▶ **Textauszug**
============
Lebendigkeit heißt Unvorhersehbarkeit. Und die ist wichtig für ein so offenes und freies Spiel wie Far Cry 4. Es passiert nicht einfach, dass man in den Open-World-Alltagstrott gerät und blindlings von Icon zu Icon rennt. Die Umgebung weiß auf sich aufmerksam zu machen und so manches Mal ist es der sichere Tod, nicht auf sie zu achten.

Der Tod lauert überall
Die Welt von Far Cry 4 ist harsch. Tiere sind oft aggressiver als es von ihren realen Vorbildern zu erwarten wäre. Aber es wäre ja auch langweilig, wenn ein Tag verginge, an dem kein Tiger offenen Maules aus dem Busch gesprungen käme. Und was für die Tierwelt gilt, zählt für Menschen zweimal mehr. Auf den Straßen von Kyrat patrouillieren feindliche Fahrzeuge, an vielen Orten trifft man auch kleine Marschtrupps. Einmal starte ich gerade einen Van in der Basis, da schießt von der Seite ein Jeep heran und schiebt mich die nächste Klippe herunter. Ein anderes Mal war ich auf Schweinejagd, um meinen Loot-Beutel upzugraden, da wurden plötzlich ein General und seine Leibwache auf mich aufmerksam und jagten mich durch den Wald. Unter den Feinden gibt es jetzt übrigens auch Jäger, die durch fiese Ninja-Tricks hervorstechen. Sie können mit dem Fernglas zwar markiert werden, verlieren diese Markierung aber nach kurzer Zeit wieder. Zu allem Überfluss können sie auch noch Tiere unter ihre Kontrolle bringen und auf den Spieler hetzen! Man hat es nicht leicht in Kyrat. Auf offener Straße wird man erschossen, in den Büschen von Tieren zerfleischt. Manchmal stürzt man auch einfach einen Hang herunter.
============
▶ **Datenauszug**
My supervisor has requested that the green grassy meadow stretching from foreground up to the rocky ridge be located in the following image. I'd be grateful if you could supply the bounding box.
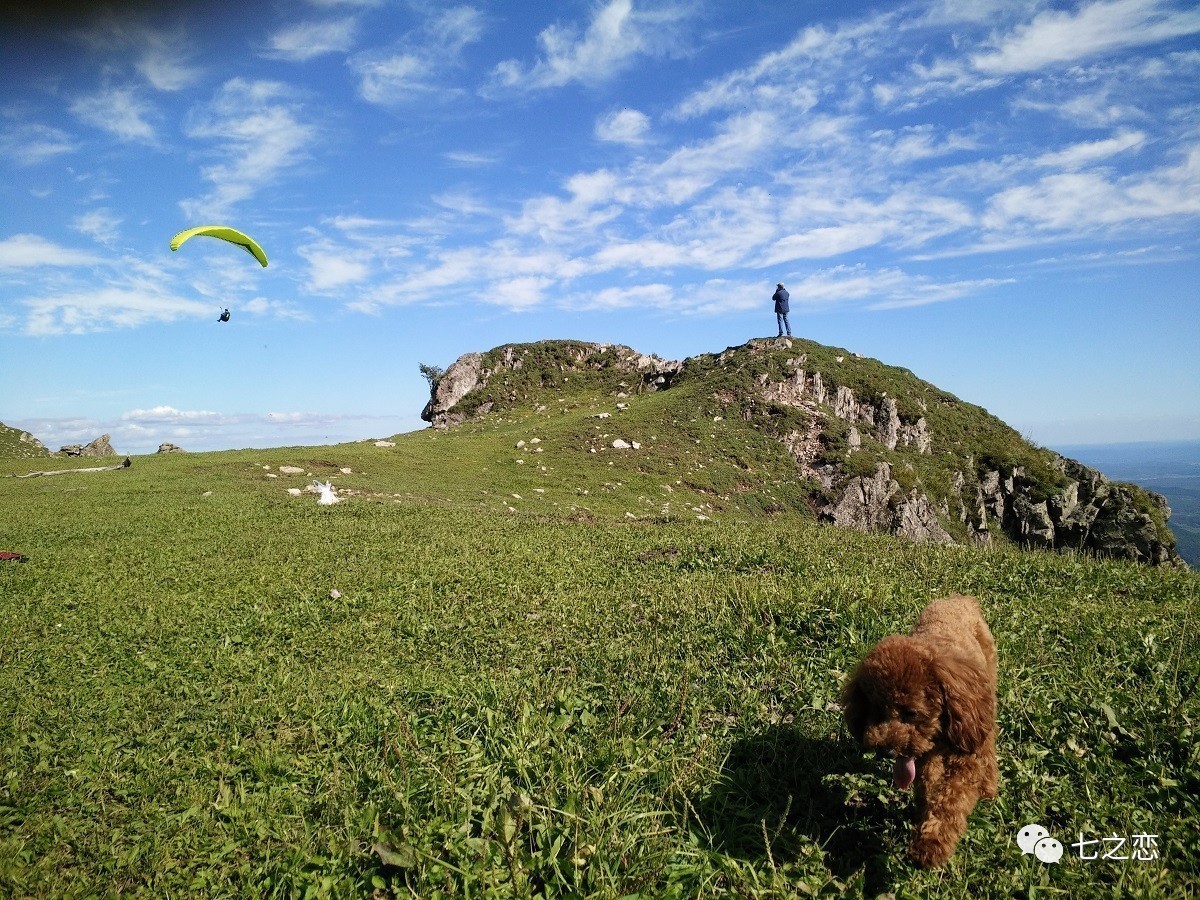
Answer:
[7,420,1200,898]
============
▶ **Aufgaben**
**a.** Fassen Sie den Absatz des Textes über Far Cry 4, der mit „Die Welt von Far Cry 4 ist harsch“ beginnt, als kurze Stichpunktliste zusammen und behalten Sie dabei seine wesentlichen Fakten bei.
**b.** Schreiben Sie den Text über Far Cry 4 im selben Stil weiter, und zwar im Anschluss an seinen letzten Satz.

▶ **Lösungen**
**a.**
- Die Welt von Far Cry 4 ist harsch; Tiere sind oft aggressiver als ihre realen Vorbilder, etwa Tiger, die aus dem Busch springen.
- Menschen sind noch gefährlicher: Auf den Straßen von Kyrat patrouillieren feindliche Fahrzeuge, vielerorts trifft man kleine Marschtrupps.
- Beispiele: Beim Starten eines Vans in der Basis schiebt ein Jeep das Fahrzeug eine Klippe hinunter; bei einer Schweinejagd zum Aufwerten des Loot-Beutels verfolgen ein General und seine Leibwache den Spieler durch den Wald.
- Neu unter den Feinden sind Jäger mit fiesen Ninja-Tricks: Per Fernglas gesetzte Markierungen verlieren sie nach kurzer Zeit wieder, und sie können Tiere kontrollieren und auf den Spieler hetzen.
- Fazit: Man wird auf offener Straße erschossen, in Büschen von Tieren zerfleischt oder stürzt einfach einen Hang hinunter.

**b.**
Solche Gefahren kennen wir schon aus dem Vorgänger. Damit es nicht langweilig wird, zaubern die Entwickler etwas Neues aus dem Hut: Karma-Events. Karma-Punkte verdient man sich durch unterschiedliche Hilfeleistung beim Golden Path, ähnlich wie Erfahrungspunkte. Verhält man sich allerdings ungebührlich oder schießt gar seine Kameraden tot, werden Punkte auch wieder abgezogen. Für Nachschub ist aber gesorgt, denn die Karma-Events können jederzeit und überall auftreten. Mal muss man eine Geisel befreien, mal einen General ausschalten oder einen flüchtigen Feind verfolgen. Die Aufgaben sind generisch, aber schnell erledigt. Hat man viele Karma-Punkte gehamstert, bringt das auch Vorteile wie z. B. Rabatte bei den Händlern.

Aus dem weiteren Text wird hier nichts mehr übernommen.